[WHAT NEEDS TO BE DONE] Quote the entries in full, character for character, without their images.

--- Start THE RECORDS ---

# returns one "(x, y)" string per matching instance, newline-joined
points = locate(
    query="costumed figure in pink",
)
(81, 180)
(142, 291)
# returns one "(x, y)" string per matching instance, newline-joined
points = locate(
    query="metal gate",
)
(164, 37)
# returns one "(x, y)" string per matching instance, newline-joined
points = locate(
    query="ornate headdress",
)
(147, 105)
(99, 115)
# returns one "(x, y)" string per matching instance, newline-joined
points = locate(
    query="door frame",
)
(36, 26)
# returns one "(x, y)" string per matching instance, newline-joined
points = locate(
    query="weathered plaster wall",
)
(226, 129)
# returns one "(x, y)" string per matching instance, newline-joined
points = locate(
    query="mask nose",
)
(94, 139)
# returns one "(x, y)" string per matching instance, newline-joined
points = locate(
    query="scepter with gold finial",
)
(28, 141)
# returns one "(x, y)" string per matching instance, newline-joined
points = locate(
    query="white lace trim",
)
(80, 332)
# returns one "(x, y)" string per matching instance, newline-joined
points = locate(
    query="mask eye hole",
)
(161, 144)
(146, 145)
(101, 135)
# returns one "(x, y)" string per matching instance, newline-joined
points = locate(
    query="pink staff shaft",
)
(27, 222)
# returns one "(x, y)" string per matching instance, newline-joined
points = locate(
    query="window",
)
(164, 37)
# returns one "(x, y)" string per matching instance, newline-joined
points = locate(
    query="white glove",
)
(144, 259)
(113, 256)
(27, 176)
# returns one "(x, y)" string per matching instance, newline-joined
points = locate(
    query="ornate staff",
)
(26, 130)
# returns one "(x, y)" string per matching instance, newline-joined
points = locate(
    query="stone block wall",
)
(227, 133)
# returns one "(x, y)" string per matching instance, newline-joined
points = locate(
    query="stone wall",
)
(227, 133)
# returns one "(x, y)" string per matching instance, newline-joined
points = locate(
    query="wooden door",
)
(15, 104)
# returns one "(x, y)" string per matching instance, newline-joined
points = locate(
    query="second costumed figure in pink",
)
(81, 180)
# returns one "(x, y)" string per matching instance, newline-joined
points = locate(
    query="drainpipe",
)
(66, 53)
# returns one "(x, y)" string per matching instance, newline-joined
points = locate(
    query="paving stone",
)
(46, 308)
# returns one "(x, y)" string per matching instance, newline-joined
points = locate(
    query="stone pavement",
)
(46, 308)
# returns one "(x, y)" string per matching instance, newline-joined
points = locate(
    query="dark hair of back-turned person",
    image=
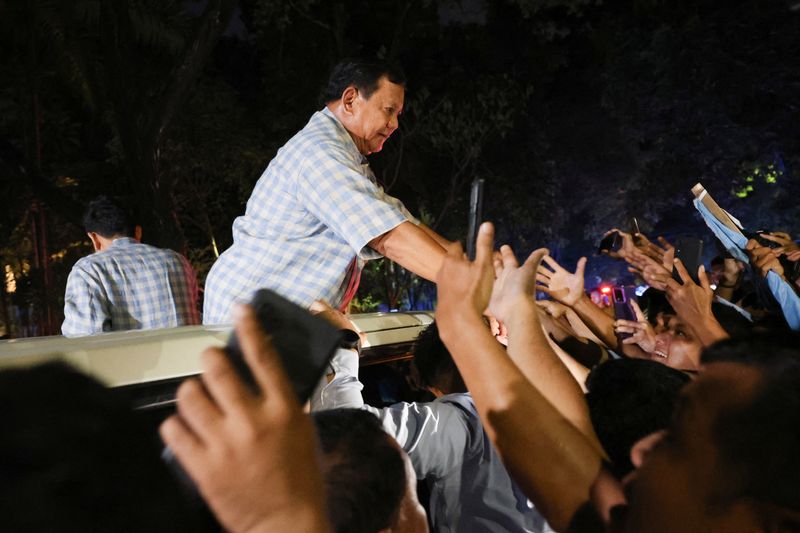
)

--- End THE RECORDS ---

[EXERCISE SOLUTION]
# returns one "(x, y)" string per matching instance, newline-joined
points = locate(
    query="costumed figure in pink",
)
(81, 180)
(142, 291)
# returns one "(x, y)" string per matching instance, newline-joined
points = locate(
    query="metal gate",
)
(164, 37)
# returns one "(x, y)" string per matching instance, newline-joined
points = locate(
    query="ornate headdress",
)
(147, 105)
(99, 115)
# returns one "(x, y)" string per matching instance, newline-joined
points = locate(
    query="door frame",
)
(36, 26)
# returns one "(x, y)" string per matching instance, newline-joined
points = locate(
    query="weathered plaster wall",
)
(226, 129)
# returns one "(x, y)" string per matching instance, newline-joined
points = locate(
    query="mask nose",
)
(94, 139)
# returns one "(x, y)" string per matching instance, newline-joined
points = locate(
    query="scepter with gold finial",
)
(28, 141)
# returns one "(x, y)" string per matching instance, newline-joined
points = locate(
    query="white lace trim",
)
(80, 332)
# returns one "(x, y)" string per matching instance, newline-joined
points = locate(
    query="mask eye hole",
)
(161, 144)
(146, 145)
(101, 135)
# returns one "(x, y)" string per matching instance, newline-joined
points = locate(
    query="pink staff shaft",
)
(27, 222)
# returns one "(x, y)" string per matching instance, newline-joined
points = locate(
    query="window",
)
(164, 37)
# returns one "(x, y)" string per matching instance, newline-joined
points = locate(
    query="white glove",
)
(144, 259)
(113, 256)
(27, 176)
# returns one "(x, y)" string per matching instance, newline-joined
points = locate(
    query="ornate staff",
)
(26, 130)
# returns one "(x, y)" string per matching instance, newline-joined
points = locate(
    query="stone block wall",
)
(227, 133)
# returns one "(x, y)" string per matching instance, newline-joined
points = locate(
    query="stone wall",
)
(227, 133)
# returns one "(x, y)" string per matching instance, newline-joined
points = locate(
    query="wooden door",
)
(15, 104)
# returns one "(x, y)" string per matching instance, newline-joined
points = locate(
    query="second costumed figure in pink",
)
(81, 180)
# returns one "(x, y)" string per matching instance, newline-joined
points = locate(
    query="drainpipe",
)
(66, 53)
# returns one "(x, y)" string per matching instance, newline-joined
points = locate(
    query="paving stone",
)
(46, 308)
# returns one "(x, y)" string per matching instance, newline-joined
points = locate(
    query="stone pavement",
)
(46, 308)
# returns one "(x, y)" string per matching instance, newline-joined
points = locate(
    query="dark hair of back-turned person",
    image=
)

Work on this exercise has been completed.